Saved entries:
· · · · ·

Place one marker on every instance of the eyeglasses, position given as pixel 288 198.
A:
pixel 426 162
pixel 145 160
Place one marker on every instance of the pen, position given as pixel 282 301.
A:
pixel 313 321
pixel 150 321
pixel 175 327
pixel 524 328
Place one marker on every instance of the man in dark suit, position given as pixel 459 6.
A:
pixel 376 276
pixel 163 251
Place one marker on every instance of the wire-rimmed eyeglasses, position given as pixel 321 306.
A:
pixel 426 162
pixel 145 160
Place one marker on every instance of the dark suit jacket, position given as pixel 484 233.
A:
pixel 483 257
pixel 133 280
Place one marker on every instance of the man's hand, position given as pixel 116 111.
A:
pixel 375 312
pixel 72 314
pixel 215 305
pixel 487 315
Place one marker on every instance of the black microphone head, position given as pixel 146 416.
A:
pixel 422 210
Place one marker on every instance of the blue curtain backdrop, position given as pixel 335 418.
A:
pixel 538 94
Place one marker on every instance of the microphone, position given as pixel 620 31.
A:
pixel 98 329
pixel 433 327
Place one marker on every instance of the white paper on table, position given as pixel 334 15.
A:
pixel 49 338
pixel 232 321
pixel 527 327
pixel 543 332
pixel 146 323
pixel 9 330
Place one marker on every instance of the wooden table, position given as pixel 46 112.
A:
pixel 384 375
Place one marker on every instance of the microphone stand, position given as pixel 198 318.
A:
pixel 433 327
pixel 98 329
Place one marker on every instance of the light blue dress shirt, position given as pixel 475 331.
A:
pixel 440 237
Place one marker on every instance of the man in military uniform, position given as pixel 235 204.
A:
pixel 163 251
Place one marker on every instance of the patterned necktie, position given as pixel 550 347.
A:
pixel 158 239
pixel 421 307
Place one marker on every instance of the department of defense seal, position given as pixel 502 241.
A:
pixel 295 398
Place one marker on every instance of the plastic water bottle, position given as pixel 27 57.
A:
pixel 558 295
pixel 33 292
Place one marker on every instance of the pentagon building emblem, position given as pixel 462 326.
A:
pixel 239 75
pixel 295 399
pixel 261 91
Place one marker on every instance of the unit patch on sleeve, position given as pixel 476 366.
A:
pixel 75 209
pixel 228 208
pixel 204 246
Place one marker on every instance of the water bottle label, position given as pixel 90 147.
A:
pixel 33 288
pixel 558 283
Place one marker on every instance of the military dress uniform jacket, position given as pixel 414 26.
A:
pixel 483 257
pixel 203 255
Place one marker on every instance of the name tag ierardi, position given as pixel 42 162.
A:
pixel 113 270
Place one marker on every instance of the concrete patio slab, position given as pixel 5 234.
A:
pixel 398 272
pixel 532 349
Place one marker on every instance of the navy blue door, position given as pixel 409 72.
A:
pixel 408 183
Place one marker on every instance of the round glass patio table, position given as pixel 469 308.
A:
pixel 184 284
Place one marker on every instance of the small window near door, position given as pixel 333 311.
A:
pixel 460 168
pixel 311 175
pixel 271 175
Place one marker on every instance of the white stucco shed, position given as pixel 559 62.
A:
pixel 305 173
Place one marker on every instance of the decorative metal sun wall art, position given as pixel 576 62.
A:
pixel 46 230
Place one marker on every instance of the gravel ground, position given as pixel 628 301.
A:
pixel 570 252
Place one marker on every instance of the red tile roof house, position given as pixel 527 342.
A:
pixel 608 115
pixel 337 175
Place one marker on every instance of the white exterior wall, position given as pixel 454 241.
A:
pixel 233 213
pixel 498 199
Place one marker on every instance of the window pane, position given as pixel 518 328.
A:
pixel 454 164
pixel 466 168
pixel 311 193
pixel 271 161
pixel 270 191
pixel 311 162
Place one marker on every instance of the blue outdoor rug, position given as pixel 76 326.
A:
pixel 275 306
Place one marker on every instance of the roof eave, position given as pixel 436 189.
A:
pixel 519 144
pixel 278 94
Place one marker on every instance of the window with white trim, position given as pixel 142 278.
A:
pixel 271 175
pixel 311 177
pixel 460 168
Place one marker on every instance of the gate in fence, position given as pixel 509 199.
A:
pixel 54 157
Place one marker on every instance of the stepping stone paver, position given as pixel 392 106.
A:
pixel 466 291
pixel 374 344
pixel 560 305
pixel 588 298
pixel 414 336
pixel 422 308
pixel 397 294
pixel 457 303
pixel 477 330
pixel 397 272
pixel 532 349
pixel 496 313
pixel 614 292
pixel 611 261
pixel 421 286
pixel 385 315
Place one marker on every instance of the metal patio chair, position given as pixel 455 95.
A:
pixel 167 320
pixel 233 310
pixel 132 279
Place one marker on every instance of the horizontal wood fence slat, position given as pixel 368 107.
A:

· · · · ·

> **DIRECTIONS FOR THIS TASK**
The answer consists of the lines above that include the word "patio", each copied exactly.

> **REPLY**
Place one marker on every instance of the concrete patio slab, position given as pixel 5 234.
Place one marker on every instance of the round glass patio table, position given as pixel 469 308.
Place one marker on every instance of the metal patio chair, position given as pixel 455 95.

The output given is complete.